**TASK OBJECTIVE:**
Convert everything from the line containing "for yellow lakers" down to the line containing "339, 44, 385, 78", both included, into a JSON list of strings with one string per line and blank lines omitted.

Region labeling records
::::::
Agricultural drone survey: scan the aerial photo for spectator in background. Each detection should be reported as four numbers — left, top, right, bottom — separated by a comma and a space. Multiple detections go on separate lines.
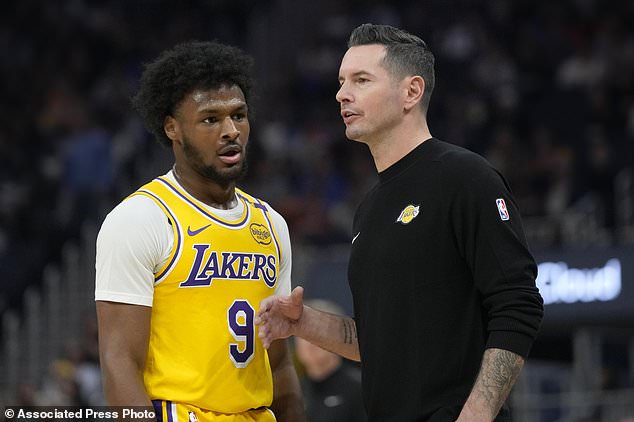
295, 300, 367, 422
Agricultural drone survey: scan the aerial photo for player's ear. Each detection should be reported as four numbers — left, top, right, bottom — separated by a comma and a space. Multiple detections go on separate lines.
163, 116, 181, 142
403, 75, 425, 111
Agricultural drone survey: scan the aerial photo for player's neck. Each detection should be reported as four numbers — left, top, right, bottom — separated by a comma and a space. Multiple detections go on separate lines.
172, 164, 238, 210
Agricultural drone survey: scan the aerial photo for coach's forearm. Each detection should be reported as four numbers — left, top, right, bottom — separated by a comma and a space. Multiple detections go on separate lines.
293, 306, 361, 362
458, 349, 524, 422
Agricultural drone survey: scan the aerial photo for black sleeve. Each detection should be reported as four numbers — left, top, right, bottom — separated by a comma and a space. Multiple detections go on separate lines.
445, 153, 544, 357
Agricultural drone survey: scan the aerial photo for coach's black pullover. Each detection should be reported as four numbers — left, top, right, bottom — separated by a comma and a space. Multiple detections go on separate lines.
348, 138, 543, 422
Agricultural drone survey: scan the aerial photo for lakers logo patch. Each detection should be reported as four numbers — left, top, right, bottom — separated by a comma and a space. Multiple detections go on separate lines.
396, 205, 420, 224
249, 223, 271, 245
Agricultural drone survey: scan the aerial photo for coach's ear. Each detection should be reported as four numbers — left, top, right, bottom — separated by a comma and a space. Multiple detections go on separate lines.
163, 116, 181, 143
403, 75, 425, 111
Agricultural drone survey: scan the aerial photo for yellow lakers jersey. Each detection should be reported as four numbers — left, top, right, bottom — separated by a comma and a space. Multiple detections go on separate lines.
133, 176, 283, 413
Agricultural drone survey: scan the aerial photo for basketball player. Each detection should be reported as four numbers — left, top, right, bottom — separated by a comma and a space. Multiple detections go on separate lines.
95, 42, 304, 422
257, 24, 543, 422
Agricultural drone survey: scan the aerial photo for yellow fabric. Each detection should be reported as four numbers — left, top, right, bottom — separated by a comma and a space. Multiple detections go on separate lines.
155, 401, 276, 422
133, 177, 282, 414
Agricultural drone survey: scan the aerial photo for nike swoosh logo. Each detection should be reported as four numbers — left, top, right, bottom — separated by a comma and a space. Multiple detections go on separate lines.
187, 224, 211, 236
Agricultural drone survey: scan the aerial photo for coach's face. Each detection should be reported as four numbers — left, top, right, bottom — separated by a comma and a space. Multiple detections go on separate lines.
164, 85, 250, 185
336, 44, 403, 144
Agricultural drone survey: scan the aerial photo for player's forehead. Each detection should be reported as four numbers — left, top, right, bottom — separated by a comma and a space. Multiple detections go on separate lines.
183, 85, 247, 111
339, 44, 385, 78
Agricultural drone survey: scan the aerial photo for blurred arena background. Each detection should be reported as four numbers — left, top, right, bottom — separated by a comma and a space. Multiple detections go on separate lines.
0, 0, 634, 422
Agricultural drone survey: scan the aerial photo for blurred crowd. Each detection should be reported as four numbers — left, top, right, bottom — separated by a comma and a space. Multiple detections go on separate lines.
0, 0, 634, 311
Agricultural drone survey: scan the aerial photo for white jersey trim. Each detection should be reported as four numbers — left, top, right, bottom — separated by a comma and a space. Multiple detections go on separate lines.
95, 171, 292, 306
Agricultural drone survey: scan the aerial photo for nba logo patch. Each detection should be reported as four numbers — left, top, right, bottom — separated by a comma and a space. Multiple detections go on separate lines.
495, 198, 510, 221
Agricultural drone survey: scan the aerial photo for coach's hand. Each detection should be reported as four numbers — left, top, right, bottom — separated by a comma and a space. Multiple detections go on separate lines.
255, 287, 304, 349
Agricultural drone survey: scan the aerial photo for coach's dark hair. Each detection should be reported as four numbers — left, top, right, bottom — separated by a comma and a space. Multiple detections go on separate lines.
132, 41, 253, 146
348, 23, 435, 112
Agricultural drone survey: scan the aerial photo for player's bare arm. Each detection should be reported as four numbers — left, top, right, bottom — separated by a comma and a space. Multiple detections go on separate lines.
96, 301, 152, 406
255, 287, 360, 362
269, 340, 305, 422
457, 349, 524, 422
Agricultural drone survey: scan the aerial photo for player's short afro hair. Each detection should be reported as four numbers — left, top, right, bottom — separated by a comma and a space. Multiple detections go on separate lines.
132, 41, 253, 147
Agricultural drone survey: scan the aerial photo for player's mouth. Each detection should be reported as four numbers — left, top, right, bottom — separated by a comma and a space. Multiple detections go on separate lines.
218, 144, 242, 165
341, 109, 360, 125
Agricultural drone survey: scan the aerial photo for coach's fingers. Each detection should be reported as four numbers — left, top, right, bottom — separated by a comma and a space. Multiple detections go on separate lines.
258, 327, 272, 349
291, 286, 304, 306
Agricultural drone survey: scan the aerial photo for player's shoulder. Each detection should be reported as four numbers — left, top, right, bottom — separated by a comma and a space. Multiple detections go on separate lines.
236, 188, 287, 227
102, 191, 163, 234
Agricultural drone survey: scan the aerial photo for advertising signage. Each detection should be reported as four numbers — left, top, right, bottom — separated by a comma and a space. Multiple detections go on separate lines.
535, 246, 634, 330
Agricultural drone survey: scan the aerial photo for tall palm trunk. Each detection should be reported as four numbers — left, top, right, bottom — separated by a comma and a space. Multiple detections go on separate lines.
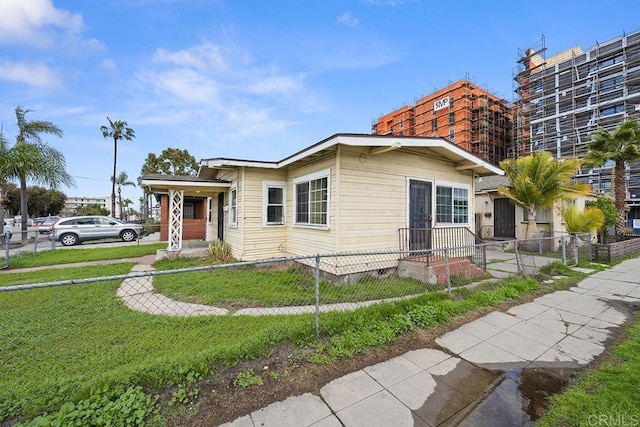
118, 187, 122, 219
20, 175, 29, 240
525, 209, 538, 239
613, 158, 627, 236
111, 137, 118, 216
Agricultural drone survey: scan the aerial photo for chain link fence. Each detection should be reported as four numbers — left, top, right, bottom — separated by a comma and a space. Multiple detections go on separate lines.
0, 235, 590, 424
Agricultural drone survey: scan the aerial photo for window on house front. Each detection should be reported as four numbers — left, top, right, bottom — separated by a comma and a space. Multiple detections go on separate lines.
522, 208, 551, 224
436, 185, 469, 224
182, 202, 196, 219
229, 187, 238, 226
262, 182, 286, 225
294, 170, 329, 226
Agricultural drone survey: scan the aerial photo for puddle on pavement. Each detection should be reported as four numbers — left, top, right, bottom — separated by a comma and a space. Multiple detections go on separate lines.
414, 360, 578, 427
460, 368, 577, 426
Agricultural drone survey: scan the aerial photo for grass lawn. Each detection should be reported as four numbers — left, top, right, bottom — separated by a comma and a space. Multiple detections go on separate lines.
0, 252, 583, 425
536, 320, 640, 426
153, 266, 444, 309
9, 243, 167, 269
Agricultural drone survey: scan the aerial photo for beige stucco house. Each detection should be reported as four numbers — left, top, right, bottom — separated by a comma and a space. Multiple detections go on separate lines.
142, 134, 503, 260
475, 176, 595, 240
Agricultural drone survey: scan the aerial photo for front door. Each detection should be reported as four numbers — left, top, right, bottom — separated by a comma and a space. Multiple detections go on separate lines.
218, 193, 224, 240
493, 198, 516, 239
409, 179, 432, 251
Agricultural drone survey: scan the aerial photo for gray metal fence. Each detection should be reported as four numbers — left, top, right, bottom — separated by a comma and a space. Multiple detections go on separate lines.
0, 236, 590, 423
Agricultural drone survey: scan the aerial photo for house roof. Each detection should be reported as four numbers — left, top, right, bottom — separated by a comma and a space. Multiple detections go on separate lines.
::::::
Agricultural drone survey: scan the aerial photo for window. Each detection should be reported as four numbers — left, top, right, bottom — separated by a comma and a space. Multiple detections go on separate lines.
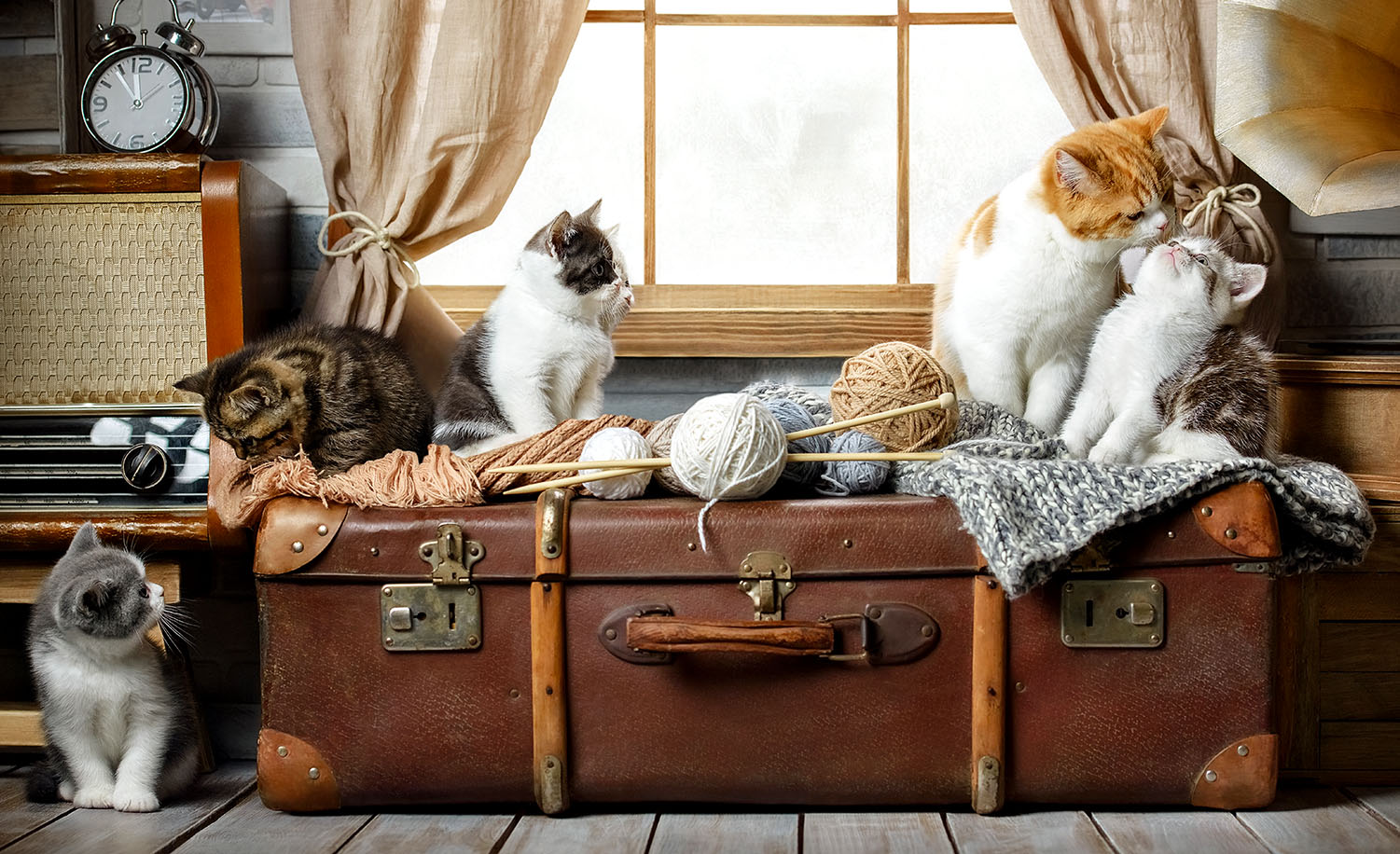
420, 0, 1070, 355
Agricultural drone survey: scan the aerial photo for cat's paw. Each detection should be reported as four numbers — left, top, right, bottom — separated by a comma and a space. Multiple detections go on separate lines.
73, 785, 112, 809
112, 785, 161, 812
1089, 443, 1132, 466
::::::
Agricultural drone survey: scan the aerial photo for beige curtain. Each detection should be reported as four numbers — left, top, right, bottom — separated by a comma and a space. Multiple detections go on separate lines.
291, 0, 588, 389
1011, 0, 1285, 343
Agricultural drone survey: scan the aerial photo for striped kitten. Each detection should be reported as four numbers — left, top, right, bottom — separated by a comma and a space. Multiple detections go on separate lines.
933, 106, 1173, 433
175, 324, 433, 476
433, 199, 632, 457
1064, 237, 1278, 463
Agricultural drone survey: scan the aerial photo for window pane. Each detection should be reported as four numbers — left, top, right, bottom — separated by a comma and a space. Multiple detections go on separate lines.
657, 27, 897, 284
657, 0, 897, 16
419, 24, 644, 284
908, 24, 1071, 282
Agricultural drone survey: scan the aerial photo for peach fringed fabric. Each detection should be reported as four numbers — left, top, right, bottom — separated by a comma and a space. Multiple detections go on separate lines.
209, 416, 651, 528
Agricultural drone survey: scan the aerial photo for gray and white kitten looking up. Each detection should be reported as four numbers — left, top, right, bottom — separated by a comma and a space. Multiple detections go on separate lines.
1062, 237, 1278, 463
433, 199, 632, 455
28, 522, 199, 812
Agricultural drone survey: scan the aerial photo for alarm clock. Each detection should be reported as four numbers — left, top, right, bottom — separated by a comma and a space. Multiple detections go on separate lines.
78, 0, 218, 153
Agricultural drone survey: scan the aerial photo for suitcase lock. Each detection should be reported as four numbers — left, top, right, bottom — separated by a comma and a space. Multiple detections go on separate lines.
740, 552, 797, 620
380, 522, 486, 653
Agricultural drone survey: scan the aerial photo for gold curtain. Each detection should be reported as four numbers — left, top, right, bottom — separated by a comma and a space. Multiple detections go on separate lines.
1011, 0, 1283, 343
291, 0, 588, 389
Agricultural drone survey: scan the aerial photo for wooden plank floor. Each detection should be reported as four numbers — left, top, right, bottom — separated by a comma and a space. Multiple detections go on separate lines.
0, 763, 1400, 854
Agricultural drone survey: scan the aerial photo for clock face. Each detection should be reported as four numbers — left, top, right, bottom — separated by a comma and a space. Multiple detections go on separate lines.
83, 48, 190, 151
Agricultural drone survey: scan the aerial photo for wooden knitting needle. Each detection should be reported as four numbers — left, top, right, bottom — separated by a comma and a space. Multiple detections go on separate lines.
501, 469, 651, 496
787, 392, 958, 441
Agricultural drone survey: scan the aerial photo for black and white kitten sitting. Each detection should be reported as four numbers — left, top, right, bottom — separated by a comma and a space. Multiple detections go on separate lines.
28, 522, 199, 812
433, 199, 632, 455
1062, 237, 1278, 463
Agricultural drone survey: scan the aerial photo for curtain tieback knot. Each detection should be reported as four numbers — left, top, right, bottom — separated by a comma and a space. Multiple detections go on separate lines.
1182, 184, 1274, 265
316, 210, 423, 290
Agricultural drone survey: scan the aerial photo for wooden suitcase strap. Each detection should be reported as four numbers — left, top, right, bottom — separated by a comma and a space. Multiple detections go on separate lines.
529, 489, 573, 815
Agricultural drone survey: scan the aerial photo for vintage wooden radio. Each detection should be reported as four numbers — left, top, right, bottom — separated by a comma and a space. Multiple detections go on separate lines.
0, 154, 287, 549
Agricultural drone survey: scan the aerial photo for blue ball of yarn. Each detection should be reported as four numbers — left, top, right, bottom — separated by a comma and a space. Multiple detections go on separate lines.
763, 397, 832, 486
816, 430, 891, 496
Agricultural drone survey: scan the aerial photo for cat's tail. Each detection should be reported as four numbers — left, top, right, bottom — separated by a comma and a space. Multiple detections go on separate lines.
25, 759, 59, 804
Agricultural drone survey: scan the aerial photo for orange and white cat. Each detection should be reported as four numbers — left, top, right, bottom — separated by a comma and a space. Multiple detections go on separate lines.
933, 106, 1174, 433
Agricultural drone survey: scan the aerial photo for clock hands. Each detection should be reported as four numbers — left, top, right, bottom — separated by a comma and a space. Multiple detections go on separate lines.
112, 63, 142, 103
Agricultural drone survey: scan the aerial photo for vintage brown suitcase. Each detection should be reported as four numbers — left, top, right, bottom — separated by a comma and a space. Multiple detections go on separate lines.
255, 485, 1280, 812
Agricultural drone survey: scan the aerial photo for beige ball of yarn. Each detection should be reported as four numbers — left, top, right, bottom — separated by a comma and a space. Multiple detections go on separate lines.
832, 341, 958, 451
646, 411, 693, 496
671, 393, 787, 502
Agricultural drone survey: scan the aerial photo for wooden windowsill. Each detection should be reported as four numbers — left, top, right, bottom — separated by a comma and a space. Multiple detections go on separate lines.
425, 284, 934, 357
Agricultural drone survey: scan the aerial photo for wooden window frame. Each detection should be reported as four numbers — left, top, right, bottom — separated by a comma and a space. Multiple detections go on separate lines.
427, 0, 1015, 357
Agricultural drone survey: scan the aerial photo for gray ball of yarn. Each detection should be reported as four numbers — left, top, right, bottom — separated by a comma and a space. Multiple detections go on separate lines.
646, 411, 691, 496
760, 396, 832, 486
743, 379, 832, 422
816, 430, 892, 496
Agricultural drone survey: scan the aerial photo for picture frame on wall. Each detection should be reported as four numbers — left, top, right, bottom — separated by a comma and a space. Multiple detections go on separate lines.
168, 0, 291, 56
::::::
**RESULT FOR THIS EXERCISE:**
[
  "Agricultural drone survey: scan the aerial photo for yellow lakers jersey. Each detection should be reported as four numbers — left, top, right, bottom — separated by a comma and a space. Multiple detections go on separate lines.",
  "133, 176, 283, 413",
  "Agricultural drone survey: scan the aerial photo for basketball player. Each detection should be reported as four numbers — left, top, right, bottom — separated by a comma and a space. Multiple detections go on separate lines.",
  "95, 42, 304, 422",
  "257, 24, 543, 422",
  "Agricultural drone survey: scan the aerial photo for yellow fabric. Each detection should be reported as four numbers — left, top, right, bottom — separated by a comma and a space. Multiple detections go on separate lines.",
  "155, 401, 276, 422",
  "133, 177, 282, 414",
  "Agricultural drone survey: scan the aerial photo for nike swoosh logo. Each detection should be reported as four numbers — left, top, right, bottom — separated by a comma and a space. Multiple detections go on separate lines.",
  "187, 224, 211, 236",
  "Agricultural drone survey: scan the aerial photo for coach's face. Each detection should be reported as four numbers — left, top, right, bottom — separated by a comma and a space. Multiple detections go on separate lines.",
  "164, 85, 250, 185",
  "336, 44, 403, 144",
  "Agricultural drone survey: scan the aerial photo for player's forehead. Each detection should be reported as four numbers — left, top, right, bottom — separated by a comma and a space. Multiple detections go on separate lines.",
  "183, 85, 247, 111",
  "339, 44, 385, 78"
]